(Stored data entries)
+-------+

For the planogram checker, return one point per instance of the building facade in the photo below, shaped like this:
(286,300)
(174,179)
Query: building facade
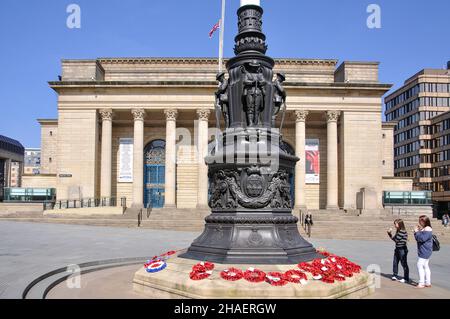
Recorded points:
(32,162)
(421,108)
(138,128)
(423,97)
(11,163)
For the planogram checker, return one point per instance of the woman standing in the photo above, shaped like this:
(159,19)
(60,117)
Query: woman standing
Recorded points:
(424,237)
(401,250)
(308,223)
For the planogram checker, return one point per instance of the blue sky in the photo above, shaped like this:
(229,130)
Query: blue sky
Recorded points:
(34,38)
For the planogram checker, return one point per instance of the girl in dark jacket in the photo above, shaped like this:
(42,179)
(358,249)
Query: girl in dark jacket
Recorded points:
(401,250)
(424,237)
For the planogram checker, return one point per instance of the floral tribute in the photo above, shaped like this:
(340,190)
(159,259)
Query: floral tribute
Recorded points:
(254,275)
(276,279)
(201,271)
(295,277)
(232,274)
(330,269)
(158,263)
(155,266)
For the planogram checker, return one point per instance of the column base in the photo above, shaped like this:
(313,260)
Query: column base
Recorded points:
(301,208)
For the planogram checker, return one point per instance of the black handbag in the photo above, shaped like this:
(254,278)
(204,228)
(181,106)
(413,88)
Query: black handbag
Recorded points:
(436,244)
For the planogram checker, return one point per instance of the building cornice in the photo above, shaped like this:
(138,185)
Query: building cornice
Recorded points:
(211,61)
(213,84)
(47,121)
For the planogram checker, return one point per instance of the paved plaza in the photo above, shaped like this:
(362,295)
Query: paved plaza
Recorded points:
(29,250)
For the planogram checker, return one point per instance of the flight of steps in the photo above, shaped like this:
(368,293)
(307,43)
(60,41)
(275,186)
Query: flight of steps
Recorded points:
(338,225)
(327,224)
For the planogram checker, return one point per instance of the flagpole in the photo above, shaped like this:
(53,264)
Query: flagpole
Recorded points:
(222,32)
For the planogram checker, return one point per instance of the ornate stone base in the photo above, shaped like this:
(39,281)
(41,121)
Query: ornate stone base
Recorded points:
(174,283)
(257,238)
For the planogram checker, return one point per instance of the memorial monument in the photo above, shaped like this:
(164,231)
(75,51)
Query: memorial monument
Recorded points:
(251,222)
(249,170)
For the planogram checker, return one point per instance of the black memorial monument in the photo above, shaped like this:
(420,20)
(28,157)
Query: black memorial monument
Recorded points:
(250,168)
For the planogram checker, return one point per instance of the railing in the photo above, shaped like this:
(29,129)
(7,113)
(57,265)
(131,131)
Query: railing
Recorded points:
(86,203)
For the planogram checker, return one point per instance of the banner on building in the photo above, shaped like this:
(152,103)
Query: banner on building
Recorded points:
(312,157)
(125,160)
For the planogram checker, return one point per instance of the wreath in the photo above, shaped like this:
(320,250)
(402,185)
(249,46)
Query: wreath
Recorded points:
(254,275)
(276,279)
(199,275)
(155,266)
(330,269)
(201,271)
(232,274)
(295,276)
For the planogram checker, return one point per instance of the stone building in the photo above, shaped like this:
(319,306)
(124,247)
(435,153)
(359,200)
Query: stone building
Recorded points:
(134,127)
(11,163)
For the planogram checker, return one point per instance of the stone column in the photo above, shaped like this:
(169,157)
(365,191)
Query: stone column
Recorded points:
(171,166)
(202,148)
(8,172)
(332,162)
(138,158)
(106,157)
(300,168)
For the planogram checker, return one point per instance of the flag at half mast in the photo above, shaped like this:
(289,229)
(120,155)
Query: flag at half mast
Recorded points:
(214,29)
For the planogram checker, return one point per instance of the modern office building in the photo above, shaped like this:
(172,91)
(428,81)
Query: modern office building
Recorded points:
(139,127)
(419,137)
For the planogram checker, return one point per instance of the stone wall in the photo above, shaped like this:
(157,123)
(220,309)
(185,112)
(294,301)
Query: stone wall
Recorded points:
(77,154)
(49,144)
(360,157)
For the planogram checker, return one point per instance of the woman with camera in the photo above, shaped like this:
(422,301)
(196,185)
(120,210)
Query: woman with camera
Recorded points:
(424,237)
(401,250)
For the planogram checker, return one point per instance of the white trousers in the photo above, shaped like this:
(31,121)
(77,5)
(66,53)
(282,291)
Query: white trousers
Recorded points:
(423,265)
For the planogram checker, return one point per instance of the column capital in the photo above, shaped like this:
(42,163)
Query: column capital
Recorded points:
(333,116)
(106,114)
(203,114)
(138,114)
(171,114)
(301,115)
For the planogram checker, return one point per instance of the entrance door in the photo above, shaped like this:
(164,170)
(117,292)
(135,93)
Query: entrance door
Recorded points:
(154,174)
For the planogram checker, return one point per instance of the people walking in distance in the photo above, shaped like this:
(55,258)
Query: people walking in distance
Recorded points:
(308,224)
(401,250)
(445,220)
(424,237)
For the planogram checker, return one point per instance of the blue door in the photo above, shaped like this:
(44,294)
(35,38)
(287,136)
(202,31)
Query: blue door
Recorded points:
(154,174)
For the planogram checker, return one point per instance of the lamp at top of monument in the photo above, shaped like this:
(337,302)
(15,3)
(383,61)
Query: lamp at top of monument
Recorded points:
(250,2)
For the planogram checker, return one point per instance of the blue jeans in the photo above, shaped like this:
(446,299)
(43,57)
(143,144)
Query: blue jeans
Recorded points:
(401,256)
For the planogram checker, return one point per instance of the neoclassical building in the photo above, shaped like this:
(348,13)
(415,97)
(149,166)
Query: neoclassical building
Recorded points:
(138,128)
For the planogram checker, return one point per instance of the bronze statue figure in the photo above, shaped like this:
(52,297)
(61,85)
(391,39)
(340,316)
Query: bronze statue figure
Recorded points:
(222,100)
(254,93)
(279,96)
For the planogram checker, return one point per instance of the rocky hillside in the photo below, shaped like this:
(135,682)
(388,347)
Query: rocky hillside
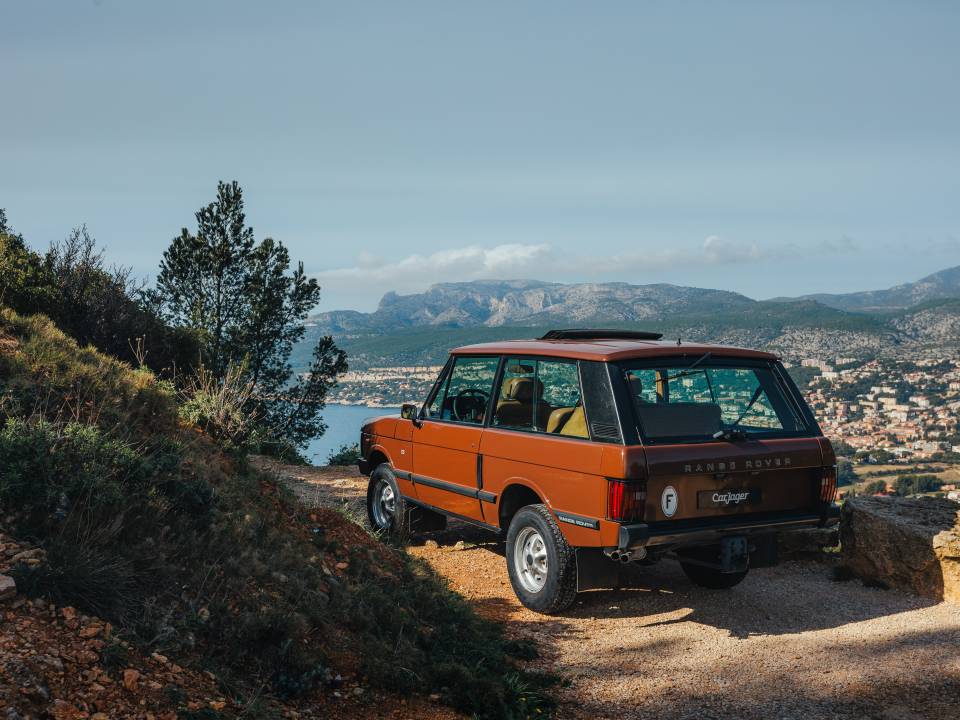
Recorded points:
(162,543)
(939,286)
(530,302)
(420,328)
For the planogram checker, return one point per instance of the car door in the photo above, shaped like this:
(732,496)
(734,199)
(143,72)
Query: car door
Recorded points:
(446,441)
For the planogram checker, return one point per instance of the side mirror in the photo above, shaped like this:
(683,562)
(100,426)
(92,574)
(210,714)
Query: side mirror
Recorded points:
(409,411)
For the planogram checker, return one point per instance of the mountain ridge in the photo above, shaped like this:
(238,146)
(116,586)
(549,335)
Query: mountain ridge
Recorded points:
(419,329)
(495,303)
(941,285)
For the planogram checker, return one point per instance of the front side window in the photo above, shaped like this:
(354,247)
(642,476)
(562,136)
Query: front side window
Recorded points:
(541,396)
(678,402)
(465,394)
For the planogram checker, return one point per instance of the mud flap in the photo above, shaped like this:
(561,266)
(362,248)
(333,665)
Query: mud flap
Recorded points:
(595,570)
(764,550)
(734,554)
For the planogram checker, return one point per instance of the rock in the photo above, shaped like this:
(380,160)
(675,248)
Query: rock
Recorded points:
(24,555)
(8,587)
(62,710)
(910,544)
(806,544)
(131,679)
(90,631)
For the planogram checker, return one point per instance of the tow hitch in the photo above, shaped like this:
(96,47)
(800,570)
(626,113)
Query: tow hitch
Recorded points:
(732,554)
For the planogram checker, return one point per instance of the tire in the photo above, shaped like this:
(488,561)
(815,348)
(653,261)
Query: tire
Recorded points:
(386,509)
(535,543)
(711,577)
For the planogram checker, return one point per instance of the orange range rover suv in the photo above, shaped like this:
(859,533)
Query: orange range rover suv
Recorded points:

+-------+

→ **WHAT TO PRODUCE**
Establish how many lines of the records contain the string "plaza" and state that number without elaboration.

→ **ANSWER AREA**
2